- [EXERCISE DESCRIPTION]: Leaving the images out, output each entry below exactly.

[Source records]
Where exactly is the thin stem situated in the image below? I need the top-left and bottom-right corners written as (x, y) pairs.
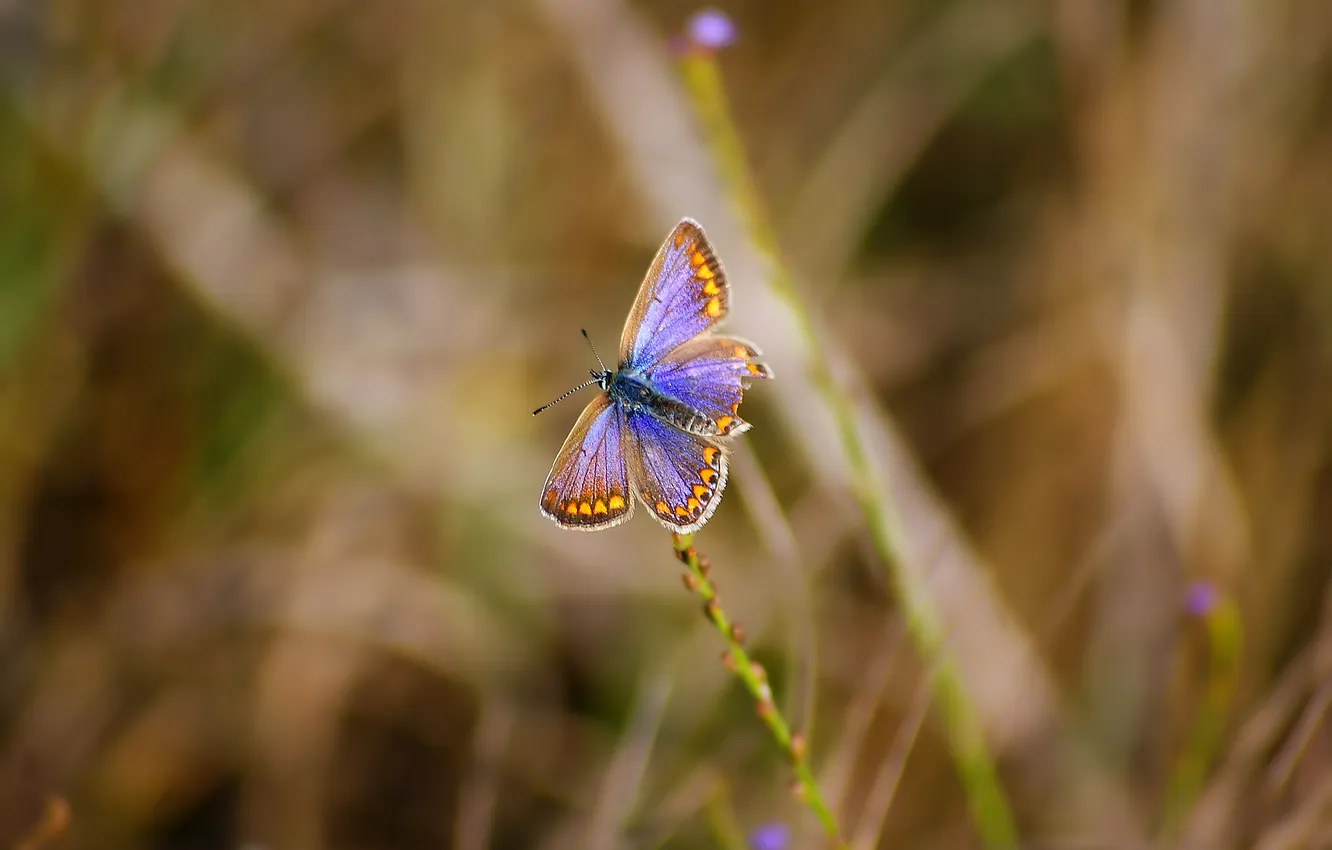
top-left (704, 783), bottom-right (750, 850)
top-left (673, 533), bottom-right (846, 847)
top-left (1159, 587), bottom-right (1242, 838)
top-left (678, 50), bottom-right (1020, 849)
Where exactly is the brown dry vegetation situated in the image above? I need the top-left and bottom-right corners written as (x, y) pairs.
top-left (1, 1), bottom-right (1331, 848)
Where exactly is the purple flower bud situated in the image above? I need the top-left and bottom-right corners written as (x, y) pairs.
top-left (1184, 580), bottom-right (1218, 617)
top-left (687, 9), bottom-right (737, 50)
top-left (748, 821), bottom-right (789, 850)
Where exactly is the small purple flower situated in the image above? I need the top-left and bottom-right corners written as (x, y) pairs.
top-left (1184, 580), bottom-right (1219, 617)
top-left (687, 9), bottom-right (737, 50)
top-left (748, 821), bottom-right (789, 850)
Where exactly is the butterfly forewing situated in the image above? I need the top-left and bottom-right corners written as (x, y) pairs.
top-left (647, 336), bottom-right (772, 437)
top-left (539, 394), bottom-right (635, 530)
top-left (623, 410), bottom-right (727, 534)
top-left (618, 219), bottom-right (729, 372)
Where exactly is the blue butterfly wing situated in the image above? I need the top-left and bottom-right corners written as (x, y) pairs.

- [REPLY TO THE TASK]:
Where exactly is the thin stem situated in the image below? I need the top-left and bottom-right corners written as (x, y) pairs.
top-left (704, 783), bottom-right (750, 850)
top-left (673, 533), bottom-right (846, 847)
top-left (1159, 587), bottom-right (1242, 838)
top-left (678, 50), bottom-right (1020, 849)
Where exactly is the brown dry vegetation situated in the image above? I need the top-left and bottom-right corners written as (x, y) pairs.
top-left (1, 1), bottom-right (1331, 848)
Where exactly is the purple flower bud situated in the image above? I need the top-left and bottom-right corners written as (x, y) pairs.
top-left (1184, 580), bottom-right (1218, 617)
top-left (687, 9), bottom-right (737, 50)
top-left (748, 821), bottom-right (789, 850)
Where exactly is the small purple flower situated in the image above? I need the top-left and bottom-right corners written as (x, y) pairs.
top-left (1184, 580), bottom-right (1219, 617)
top-left (687, 9), bottom-right (737, 50)
top-left (748, 821), bottom-right (789, 850)
Where exactly is the butterfly forewing situated in the image above? I need the top-left and bottom-right corners written as (x, y) pairs.
top-left (647, 336), bottom-right (772, 437)
top-left (539, 394), bottom-right (635, 530)
top-left (623, 410), bottom-right (727, 534)
top-left (618, 219), bottom-right (729, 372)
Where exactly is the blue butterfly wing situated in the image above? I need the top-left and bottom-right corners written as (x, y) pairs.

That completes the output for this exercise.